● **AIM OF THE EXERCISE**
Could you reproduce all of the following entries exactly?

┄┄┄┄┄┄┄┄┄┄┄┄┄┄┄┄┄┄┄┄

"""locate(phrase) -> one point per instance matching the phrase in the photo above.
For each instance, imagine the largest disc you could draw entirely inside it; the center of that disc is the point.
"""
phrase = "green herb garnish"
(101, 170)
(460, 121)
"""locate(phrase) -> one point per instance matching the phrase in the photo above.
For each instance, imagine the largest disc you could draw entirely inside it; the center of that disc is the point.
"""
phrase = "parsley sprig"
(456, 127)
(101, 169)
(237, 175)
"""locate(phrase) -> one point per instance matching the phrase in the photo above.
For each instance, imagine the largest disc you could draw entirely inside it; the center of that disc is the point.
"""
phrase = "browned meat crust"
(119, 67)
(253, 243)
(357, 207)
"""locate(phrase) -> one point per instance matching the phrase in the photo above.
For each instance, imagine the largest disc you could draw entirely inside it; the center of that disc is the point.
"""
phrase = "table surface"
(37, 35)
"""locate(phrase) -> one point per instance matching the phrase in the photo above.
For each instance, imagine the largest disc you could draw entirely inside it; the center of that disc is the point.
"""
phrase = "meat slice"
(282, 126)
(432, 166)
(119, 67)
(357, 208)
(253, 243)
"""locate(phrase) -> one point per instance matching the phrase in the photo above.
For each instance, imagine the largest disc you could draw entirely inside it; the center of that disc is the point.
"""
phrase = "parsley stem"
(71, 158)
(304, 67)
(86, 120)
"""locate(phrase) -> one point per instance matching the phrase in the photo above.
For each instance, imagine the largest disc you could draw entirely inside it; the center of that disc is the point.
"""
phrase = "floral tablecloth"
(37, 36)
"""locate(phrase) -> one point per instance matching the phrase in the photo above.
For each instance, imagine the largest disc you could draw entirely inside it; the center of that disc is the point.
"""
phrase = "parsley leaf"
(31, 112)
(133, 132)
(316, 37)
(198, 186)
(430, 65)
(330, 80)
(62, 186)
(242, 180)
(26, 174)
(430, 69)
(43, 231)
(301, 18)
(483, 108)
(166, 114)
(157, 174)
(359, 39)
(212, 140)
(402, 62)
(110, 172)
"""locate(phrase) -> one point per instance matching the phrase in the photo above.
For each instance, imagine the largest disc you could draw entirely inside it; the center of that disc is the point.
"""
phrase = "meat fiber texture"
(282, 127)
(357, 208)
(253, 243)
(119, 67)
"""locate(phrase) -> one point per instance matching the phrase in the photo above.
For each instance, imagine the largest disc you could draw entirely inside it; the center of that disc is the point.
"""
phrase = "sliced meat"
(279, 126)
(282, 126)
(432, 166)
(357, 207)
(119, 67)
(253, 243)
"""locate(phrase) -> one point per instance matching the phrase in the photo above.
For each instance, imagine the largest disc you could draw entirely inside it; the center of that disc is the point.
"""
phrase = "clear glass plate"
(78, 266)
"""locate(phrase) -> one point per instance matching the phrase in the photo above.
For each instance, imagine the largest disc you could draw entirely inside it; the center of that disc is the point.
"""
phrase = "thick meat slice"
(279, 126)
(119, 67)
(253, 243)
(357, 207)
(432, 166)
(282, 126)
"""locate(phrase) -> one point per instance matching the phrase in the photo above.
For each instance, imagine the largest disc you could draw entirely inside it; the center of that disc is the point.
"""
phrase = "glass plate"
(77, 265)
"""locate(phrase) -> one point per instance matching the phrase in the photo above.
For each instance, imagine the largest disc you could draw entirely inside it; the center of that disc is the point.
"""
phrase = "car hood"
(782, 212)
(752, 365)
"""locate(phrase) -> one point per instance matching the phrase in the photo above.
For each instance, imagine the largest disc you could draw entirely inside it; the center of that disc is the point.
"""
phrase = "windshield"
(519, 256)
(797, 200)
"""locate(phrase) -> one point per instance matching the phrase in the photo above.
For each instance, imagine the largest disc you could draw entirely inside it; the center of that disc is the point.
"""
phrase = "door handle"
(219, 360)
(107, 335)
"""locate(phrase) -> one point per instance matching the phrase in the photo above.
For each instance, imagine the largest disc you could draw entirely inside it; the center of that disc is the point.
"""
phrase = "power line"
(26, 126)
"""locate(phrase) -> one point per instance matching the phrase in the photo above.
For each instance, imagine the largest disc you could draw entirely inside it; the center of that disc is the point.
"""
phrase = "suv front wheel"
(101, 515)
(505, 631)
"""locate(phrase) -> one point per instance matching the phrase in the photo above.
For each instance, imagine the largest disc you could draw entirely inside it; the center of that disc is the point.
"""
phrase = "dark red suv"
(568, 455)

┄┄┄┄┄┄┄┄┄┄┄┄┄┄┄┄┄┄┄┄

● **RESPONSE AREA**
"""locate(phrase) -> one point per instance matching the phrase in the photo above.
For each instance, imagine the largest disc you could draw entirely inside it; the center of that disc is the point.
"""
phrase = "green herb garnish"
(101, 170)
(460, 121)
"""locate(phrase) -> one point per instance matching the phrase in the photo above.
For each instance, imagine the largest disc you could draw entirely inside it; the center of that disc is the point.
"""
phrase = "parsley sprig"
(456, 127)
(101, 169)
(237, 175)
"""locate(phrase) -> one point per instance matching the phrase in the photo above.
For each instance, imagine the largest disc you could draw entirely inside it; the center of that disc is the point.
"""
phrase = "browned meat crust"
(119, 67)
(253, 243)
(357, 207)
"""locate(phrase) -> one point per instance matching the phrase in the photo above.
For each instance, imagine the largest disc you could draw entirely inside it; the center of that disc is the point.
"""
phrase = "table surface"
(37, 35)
"""locate(phrase) -> one point per instance matching the phrase in the photo above.
For each instance, imagine the largest disc you could draw entirely inside it; the center of that disc is the point.
"""
phrase = "meat slice"
(282, 126)
(432, 166)
(119, 67)
(357, 208)
(253, 243)
"""locate(phrase) -> one point per instance matching the phrase in the photo above.
For each instance, imagine the largest disc you could draw entirely inside it; the center of that disc is the point.
"""
phrase = "parsley stem"
(71, 158)
(304, 67)
(86, 120)
"""locate(phrase) -> one point per instance matching the phrase in the photo above.
For each instance, imagine the largest disc you could draw entirely inside it; the center of that disc is the point.
"""
phrase = "floral tablecloth"
(37, 36)
"""locate(phrase) -> one point per instance matching the phrase in the photo above.
For each instance, imagine the largest disc you could draw entirely inside it; the center of that disc is the point.
"""
phrase = "parsley leaf"
(31, 112)
(133, 132)
(316, 37)
(198, 186)
(430, 65)
(330, 80)
(62, 186)
(242, 180)
(26, 174)
(430, 69)
(43, 231)
(301, 18)
(483, 108)
(166, 114)
(157, 174)
(359, 39)
(212, 140)
(402, 62)
(110, 172)
"""locate(phrase) -> one point per instance matching the phrase in the photo above.
For each instance, imagine the largest disc you could draw entirely inside it; the center of that disc is the point.
"""
phrase = "meat fiber texture"
(282, 127)
(357, 208)
(253, 243)
(119, 67)
"""locate(phrase) -> one point per instance matching the phrase in the photo above.
For each instance, imagine the largest disc you could draw entirely inside it; the center of that disc is the point.
"""
phrase = "sliced meat"
(279, 126)
(282, 126)
(432, 166)
(357, 207)
(119, 67)
(253, 243)
"""locate(phrase) -> one point per instance matching the phrase in the photo above.
For each instance, imagine the largest disc you could draw entirely inside it; the center of that disc is the point.
"""
phrase = "clear glass plate"
(78, 266)
"""locate(phrase) -> one point per instance matching the phrase in the photo above.
For each instance, imagine the largest disc you could draw entirely inside it; the center of that disc is the point.
"""
phrase = "thick meat slice"
(279, 126)
(119, 67)
(253, 243)
(357, 207)
(432, 166)
(282, 126)
"""locate(phrase) -> one point per instance matching the phrase in the photo above.
For each instance, imagine the largest disc you could draw entirely inside it; the center of that disc is the point.
"""
phrase = "glass plate"
(77, 265)
"""locate(phrase) -> one point per instance matching the phrase in the photo above.
For each instance, imagine the largest disc you could draw entirely inside it; the center of that disc is the point.
"""
phrase = "car hood"
(782, 212)
(752, 365)
"""locate(phrase) -> one point per instance matching the phrase in the photo above.
For each instance, imagine the largest disc you could draw entirely inside it; the center of that disc is the point.
"""
phrase = "windshield"
(519, 256)
(797, 200)
"""locate(phrase) -> one point per instance matching the phrase in the photo above.
For each instance, imagine the largest disc you could draw entirely inside it; the center of that disc is the point.
"""
phrase = "door handle"
(219, 360)
(107, 335)
"""locate(phrase) -> one point per instance matching the phrase in the photo above.
For each instance, imagine the largest disc you could draw entirely inside it; the center of that disc is the point.
"""
phrase = "power line"
(26, 126)
"""locate(phrase) -> one point per instance matching the phrase in the photo above.
For each instance, imagine the largest disc you could draw entirely inside it; the center of that disc is the point.
"""
phrase = "suv front wheel"
(101, 515)
(505, 631)
"""locate(phrase) -> one point per instance matching the phrase in the photo above.
For each instance, imagine the largest disc you could draw entirely inside it; the center of that disc is the point.
"""
phrase = "dark red suv"
(568, 455)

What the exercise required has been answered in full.